▸ REQUIREMENT 1:
In the records below, update the lines from the one containing "Reviewer note: verify that every instance of the distant" up to and including the one containing "<point>415,273</point>" by replacing "keypoint" with "marker" and changing nothing else. Return only those lines.

▸ SOURCE:

Studio album by Hank Locklin
- Released: August 1967
- Recorded: 1967–67
- Studio: RCA Victor Studio
- Genre: Country; Nashville Sound;
- Label: RCA Victor
- Producer: Chet Atkins

Hank Locklin chronology
| Send Me the Pillow You Dream On and Other Great Country Hits (1967) | Nashville Women (1967) | Country Hall of Fame (1968) |

Singles from Nashville Women
- "The Best Part of Loving You" Released: September 1966; "Hasta Luego (See You Later)" Released: January 1967; "Nashville Women" Released: May 1967;

= Nashville Women =

Nashville Women is a studio album by American country singer–songwriter Hank Locklin. It was released in August 1967 via RCA Victor Records and was produced by Chet Atkins. Nashville Women was Locklin's sixteenth studio recording and contained 12 tracks. Three of the album's tracks were singles that became minor hits on the country chart in 1967. The album itself would also chart following its release. Nashville Women would receive positive reviews from critics and music publications.

==Background and content==
Although Hank Locklin had his biggest hits several years prior ("Send Me the Pillow You Dream On" and "Please Help Me, I'm Falling"), he continued having charting country singles through the remainder of the 1960s. Songs such as "Insurance" and "The Girls Get Prettier" helped facilitate the release of further Locklin studio albums, including Nashville Women. The studio project was recorded in sessions between 1964 and 1967 at the RCA Victor Studio, located in Nashville, Tennessee. The sessions were produced by Chet Atkins, Locklin's longtime producer at RCA.

Nashville Women contained a total of 12 tracks. Locklin composed the track, "This Memory," which was included towards the end of the record. Other writers who contributed to the record included Liz Anderson, Harlan Howard and Marijohn Wilkin. Howard had composed the album's title track. The album also featured a cover of "Release Me (And Let Me Love You Again)," which had originally been covered by various country and pop artists. Also included is a cover of Carl and Pearl Butler's number one country hit, "Don't Let Me Cross Over."

==Release and reception==

Nashville Women was released in August 1967 on RCA Victor Records. It would be Locklin's sixteenth studio recording released in his career. It was also his second studio album released in 1967. The album was distributed originally as a vinyl LP, containing six songs on each side of the record. Nashville Women became Locklin's second album to chart on the Billboard Top Country Albums list. It spent a total of two weeks on the chart and peaked at number 36 in October 1967. The record received a positive response from music publications and critics following its release. Billboard magazine positively commented that the album would be sure to please fans of Hank Locklin and that record stores would see high sales. Thom Owens of Allmusic would also review the album in later years, giving it four out of five stars. "Although it has a couple of slow spots, Nashville Women is a highly enjoyable LP, boasting a number of engaging country-pop songs," he wrote.

▸ DATASET EXCERPTS:

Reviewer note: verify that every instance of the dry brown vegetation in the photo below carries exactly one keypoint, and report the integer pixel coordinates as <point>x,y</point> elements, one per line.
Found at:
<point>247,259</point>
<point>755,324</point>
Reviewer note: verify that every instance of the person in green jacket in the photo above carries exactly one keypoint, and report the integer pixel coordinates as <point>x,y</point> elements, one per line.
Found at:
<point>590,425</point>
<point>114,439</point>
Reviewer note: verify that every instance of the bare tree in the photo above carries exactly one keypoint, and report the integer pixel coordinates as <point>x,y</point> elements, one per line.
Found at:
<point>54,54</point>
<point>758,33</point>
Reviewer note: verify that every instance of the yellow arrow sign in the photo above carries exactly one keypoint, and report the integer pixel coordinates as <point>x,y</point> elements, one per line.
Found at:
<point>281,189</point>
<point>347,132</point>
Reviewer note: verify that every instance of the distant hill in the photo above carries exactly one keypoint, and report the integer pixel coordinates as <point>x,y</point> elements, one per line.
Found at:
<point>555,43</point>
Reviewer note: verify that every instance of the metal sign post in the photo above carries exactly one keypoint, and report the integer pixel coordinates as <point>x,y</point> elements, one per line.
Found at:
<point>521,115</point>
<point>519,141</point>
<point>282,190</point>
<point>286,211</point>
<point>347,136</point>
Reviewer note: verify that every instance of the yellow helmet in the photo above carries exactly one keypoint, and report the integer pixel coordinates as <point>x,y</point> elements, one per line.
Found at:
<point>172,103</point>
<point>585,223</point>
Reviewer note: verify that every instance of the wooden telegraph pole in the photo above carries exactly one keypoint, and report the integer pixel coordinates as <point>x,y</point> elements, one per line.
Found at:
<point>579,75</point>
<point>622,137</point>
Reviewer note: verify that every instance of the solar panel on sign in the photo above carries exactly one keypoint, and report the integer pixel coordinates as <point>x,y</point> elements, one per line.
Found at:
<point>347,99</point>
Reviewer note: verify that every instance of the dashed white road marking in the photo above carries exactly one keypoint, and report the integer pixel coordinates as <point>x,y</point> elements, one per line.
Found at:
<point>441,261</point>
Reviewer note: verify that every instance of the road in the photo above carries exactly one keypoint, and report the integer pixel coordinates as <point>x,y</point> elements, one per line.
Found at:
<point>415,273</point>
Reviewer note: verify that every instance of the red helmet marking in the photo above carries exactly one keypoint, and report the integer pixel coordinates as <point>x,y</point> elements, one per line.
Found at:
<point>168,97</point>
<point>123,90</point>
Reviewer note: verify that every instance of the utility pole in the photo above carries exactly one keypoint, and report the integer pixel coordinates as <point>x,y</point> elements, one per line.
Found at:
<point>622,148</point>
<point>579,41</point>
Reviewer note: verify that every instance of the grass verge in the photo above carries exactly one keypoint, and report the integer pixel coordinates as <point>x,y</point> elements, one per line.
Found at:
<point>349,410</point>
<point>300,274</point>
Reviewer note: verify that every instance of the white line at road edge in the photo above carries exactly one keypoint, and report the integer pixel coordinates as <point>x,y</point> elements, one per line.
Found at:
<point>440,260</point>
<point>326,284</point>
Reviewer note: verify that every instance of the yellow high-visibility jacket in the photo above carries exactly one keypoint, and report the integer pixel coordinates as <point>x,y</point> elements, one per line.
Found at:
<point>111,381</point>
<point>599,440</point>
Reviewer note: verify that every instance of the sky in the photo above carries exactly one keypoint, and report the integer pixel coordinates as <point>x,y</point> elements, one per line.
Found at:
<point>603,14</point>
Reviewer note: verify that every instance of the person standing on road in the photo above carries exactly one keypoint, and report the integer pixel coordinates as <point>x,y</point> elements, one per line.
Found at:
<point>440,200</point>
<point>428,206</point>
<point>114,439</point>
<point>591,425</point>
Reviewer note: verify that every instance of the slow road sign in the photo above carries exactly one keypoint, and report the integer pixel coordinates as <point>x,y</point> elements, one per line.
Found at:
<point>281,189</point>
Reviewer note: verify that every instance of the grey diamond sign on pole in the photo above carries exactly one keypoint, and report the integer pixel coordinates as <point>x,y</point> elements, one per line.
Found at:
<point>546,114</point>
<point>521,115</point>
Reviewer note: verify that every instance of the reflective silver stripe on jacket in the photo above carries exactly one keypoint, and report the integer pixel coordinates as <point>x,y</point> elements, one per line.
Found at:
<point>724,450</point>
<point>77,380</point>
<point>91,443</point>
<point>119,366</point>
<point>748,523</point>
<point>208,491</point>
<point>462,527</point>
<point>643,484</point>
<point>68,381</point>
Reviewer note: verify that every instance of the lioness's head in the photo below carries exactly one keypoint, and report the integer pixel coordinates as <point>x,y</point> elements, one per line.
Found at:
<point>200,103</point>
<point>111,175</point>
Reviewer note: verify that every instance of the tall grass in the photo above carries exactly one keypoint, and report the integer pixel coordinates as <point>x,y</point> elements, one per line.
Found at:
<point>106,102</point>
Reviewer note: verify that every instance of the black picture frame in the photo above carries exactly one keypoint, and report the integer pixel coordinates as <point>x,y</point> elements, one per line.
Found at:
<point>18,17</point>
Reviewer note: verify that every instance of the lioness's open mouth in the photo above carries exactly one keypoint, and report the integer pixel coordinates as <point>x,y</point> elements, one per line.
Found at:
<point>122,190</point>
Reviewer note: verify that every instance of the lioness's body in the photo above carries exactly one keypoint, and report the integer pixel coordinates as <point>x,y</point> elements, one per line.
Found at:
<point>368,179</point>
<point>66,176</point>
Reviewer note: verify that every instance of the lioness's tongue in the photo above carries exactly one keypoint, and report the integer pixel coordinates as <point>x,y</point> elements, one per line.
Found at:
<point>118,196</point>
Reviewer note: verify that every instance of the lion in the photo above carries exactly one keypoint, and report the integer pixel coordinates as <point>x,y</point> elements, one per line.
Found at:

...

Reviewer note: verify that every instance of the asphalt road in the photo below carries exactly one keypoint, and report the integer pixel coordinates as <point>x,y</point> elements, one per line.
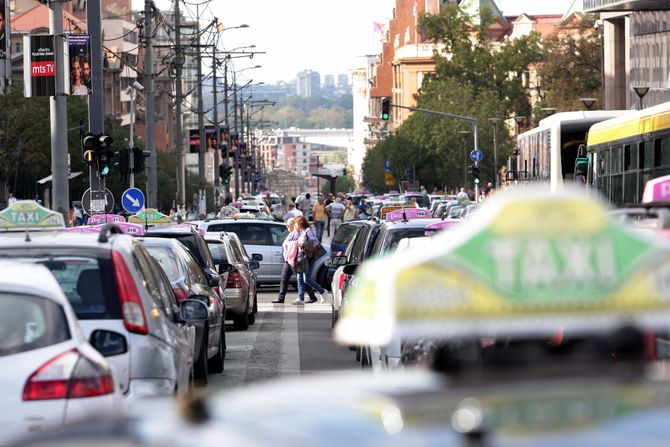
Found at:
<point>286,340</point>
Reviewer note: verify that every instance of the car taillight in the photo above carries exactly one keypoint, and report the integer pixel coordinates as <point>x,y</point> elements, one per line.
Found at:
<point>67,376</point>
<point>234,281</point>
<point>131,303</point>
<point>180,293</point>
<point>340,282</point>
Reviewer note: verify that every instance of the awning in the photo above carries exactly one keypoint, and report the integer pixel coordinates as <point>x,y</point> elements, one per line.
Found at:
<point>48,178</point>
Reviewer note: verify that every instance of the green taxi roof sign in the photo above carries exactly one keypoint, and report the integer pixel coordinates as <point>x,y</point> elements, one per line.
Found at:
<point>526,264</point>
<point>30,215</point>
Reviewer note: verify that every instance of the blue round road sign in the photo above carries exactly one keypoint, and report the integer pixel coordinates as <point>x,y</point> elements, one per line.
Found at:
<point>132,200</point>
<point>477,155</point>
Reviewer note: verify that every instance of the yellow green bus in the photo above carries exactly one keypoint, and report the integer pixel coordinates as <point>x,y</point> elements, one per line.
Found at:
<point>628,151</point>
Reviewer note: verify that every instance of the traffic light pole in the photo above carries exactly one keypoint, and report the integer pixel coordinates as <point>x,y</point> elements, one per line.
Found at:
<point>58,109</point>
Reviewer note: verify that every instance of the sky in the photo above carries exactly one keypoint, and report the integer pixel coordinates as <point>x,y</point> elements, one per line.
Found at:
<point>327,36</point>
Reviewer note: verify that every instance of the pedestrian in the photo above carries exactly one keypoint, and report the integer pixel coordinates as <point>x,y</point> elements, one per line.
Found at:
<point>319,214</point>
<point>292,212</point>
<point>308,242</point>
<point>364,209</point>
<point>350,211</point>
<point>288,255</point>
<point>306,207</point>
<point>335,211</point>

▸ REQUIREMENT 2:
Reproduce the passage of the Nashville Women article above, from "Singles from Nashville" up to and including "and music publications.", word for word.

▸ RESPONSE 1:
Reviewer note: verify that every instance of the distant hill in the photo above carries exactly one marker, and report the integer pixel coordinates as <point>x,y</point> elements, one per line.
Found at:
<point>555,43</point>
Reviewer note: verify that every instance of the metal sign post in the photo above carries exactly one marker, and report the integer pixel coordinates as <point>x,y</point> elements, one per line.
Found at:
<point>521,115</point>
<point>519,141</point>
<point>282,190</point>
<point>286,211</point>
<point>347,136</point>
Reviewer note: verify that every instance of the yellow helmet in the photo above carries exactly one marker, and report the integer pixel coordinates as <point>x,y</point> elements, one per line.
Found at:
<point>172,103</point>
<point>585,223</point>
Reviewer note: verify that every instance of the wooden telegraph pole in the photo above carries exactly one marker, and report the integer pixel coordinates as <point>x,y</point> elements, one per line.
Found at:
<point>579,75</point>
<point>622,137</point>
Reviewer note: verify that every instance of the solar panel on sign in the photo above carries exactly one marker, and report the integer pixel coordinates as <point>x,y</point> elements, one per line.
Found at:
<point>347,99</point>
Reviewer note: verify that every instance of the dashed white road marking in the photo above carries exactly one marker, and report the integer pixel coordinates as <point>x,y</point> elements, one per line.
Found at:
<point>441,261</point>
Reviewer note: verify that every instance of the road in the photo above carries exactly one marker, and report the integer pixel coordinates as <point>x,y</point> elements, one per line.
Found at:
<point>415,273</point>

▸ RESPONSE 2:
Singles from Nashville Women
- "The Best Part of Loving You" Released: September 1966; "Hasta Luego (See You Later)" Released: January 1967; "Nashville Women" Released: May 1967;

= Nashville Women =

Nashville Women is a studio album by American country singer–songwriter Hank Locklin. It was released in August 1967 via RCA Victor Records and was produced by Chet Atkins. Nashville Women was Locklin's sixteenth studio recording and contained 12 tracks. Three of the album's tracks were singles that became minor hits on the country chart in 1967. The album itself would also chart following its release. Nashville Women would receive positive reviews from critics and music publications.